[Exercise prompt]: All lines below containing "Identify" are to be listed.

[Provided information — start]

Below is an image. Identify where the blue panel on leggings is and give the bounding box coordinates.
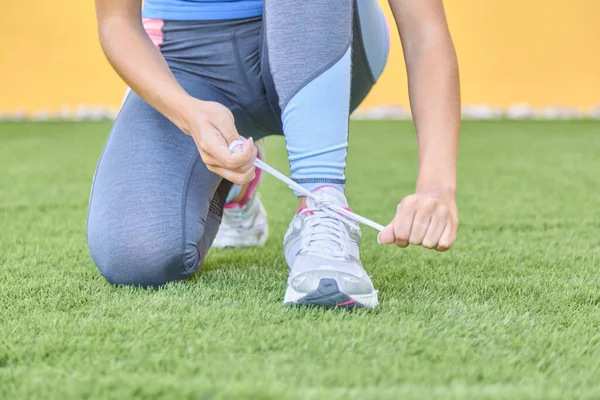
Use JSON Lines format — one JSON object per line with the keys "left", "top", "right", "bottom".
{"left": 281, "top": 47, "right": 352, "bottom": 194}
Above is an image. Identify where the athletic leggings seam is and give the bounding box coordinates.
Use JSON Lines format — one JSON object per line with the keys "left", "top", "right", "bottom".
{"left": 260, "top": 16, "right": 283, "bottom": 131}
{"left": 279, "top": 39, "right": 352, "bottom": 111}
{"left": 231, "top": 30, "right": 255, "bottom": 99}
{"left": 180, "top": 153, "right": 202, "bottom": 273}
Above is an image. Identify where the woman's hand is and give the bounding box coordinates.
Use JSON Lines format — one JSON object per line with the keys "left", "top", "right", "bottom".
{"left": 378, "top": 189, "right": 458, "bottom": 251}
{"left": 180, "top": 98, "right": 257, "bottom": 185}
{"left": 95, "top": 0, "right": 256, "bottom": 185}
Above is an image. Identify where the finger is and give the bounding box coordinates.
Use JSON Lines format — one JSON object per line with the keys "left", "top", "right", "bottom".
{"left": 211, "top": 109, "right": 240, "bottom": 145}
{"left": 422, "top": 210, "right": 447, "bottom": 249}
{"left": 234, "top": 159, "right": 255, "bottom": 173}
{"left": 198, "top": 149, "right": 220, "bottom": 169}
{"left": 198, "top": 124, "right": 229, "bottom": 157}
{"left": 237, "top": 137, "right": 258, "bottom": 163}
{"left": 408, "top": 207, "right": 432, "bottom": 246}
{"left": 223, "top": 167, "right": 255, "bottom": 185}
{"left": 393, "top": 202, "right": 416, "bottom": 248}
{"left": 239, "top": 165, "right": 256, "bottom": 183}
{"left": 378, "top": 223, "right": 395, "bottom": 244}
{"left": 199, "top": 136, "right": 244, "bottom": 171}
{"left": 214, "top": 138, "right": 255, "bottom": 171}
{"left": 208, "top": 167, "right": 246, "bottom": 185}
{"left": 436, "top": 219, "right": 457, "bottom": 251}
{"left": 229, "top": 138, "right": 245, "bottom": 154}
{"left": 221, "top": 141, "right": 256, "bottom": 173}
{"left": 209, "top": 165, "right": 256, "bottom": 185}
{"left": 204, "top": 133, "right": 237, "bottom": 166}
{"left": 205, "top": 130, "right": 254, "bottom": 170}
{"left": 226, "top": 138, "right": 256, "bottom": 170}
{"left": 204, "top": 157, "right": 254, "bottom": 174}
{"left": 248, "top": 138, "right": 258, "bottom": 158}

[Provided information — finish]
[Provided information — start]

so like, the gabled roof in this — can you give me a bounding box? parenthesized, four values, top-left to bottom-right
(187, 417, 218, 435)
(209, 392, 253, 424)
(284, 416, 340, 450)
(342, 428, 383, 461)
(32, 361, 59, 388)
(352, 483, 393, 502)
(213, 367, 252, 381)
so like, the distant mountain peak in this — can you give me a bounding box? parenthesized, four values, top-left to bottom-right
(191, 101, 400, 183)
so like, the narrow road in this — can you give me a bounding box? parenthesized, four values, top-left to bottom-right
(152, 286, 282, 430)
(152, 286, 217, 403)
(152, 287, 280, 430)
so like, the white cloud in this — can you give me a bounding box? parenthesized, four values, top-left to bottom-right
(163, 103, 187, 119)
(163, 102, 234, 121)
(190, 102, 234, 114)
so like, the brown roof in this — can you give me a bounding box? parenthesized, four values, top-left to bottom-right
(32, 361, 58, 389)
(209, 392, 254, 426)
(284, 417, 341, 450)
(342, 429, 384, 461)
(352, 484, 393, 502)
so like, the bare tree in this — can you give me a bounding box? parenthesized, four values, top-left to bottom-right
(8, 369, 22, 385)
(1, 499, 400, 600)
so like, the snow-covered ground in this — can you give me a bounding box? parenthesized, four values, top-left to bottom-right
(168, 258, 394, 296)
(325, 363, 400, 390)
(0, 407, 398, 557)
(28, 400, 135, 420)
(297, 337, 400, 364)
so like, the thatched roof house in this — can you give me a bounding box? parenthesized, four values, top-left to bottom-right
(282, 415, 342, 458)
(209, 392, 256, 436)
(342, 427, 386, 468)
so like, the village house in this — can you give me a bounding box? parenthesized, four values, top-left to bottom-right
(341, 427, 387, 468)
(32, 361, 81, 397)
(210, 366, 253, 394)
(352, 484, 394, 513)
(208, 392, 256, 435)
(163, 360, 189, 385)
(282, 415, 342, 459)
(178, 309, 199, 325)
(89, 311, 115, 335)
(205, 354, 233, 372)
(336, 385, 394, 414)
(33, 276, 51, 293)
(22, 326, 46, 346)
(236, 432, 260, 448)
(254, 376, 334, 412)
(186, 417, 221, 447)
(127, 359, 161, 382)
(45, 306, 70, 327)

[Provided information — finish]
[Provided information — start]

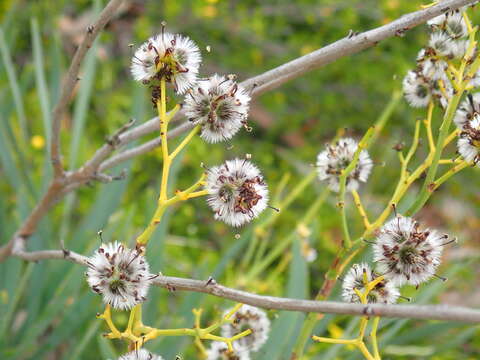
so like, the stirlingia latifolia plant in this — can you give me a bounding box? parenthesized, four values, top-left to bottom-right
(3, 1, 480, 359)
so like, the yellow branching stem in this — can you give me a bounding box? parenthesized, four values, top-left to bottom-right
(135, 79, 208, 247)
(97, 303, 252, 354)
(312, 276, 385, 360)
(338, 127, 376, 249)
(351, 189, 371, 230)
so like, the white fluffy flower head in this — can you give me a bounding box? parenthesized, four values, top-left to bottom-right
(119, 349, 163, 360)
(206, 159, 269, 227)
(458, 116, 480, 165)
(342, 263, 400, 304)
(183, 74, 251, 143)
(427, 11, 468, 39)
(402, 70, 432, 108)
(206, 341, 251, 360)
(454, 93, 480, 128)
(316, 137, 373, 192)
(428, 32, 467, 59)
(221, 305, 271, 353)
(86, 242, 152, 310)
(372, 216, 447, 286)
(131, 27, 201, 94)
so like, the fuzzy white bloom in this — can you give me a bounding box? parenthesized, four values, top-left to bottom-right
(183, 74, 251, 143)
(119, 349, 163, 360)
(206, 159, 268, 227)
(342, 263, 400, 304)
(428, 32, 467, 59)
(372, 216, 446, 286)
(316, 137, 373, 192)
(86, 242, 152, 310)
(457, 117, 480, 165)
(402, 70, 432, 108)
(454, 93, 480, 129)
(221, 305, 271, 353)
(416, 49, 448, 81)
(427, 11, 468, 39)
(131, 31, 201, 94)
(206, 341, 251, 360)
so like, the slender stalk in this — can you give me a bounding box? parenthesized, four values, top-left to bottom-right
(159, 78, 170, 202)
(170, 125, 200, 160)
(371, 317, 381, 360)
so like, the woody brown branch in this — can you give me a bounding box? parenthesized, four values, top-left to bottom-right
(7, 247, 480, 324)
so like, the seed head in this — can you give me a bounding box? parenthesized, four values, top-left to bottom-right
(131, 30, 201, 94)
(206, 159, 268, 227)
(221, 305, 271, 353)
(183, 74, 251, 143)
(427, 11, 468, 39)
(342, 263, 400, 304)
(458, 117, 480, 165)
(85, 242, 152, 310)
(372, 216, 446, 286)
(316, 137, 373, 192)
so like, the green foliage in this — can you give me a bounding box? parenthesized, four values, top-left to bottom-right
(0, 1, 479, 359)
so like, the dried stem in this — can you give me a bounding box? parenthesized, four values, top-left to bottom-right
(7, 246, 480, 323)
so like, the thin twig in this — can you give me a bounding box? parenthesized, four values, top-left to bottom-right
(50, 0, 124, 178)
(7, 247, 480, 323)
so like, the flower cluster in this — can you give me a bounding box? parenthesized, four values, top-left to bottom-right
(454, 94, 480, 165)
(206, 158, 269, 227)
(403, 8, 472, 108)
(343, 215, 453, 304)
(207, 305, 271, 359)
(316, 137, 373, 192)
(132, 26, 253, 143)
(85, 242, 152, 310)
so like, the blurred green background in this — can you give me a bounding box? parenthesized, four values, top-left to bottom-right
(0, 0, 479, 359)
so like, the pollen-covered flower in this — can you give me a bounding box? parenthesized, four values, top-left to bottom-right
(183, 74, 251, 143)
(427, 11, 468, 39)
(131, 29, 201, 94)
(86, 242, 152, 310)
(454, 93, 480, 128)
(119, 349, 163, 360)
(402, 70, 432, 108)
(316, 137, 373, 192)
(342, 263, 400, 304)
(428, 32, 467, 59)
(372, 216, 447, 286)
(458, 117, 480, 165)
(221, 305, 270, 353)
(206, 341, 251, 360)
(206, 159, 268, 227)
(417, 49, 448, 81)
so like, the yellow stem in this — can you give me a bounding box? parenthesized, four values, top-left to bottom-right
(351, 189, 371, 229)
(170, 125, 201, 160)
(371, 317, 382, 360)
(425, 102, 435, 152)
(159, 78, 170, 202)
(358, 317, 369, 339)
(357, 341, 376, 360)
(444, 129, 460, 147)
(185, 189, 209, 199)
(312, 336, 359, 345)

[Provided information — finish]

[Reply]:
Below is an image. Identify where the blue panel on leggings is and give the bounding box coordinates.
Above is an image. Identify where the athletic leggings seam is and give the bounding box coordinates.
Above is an image. Identify where the woman's hand is and give the bounding box coordinates.
Above is an image. Identify where the finger is and give the bounding box coordinates.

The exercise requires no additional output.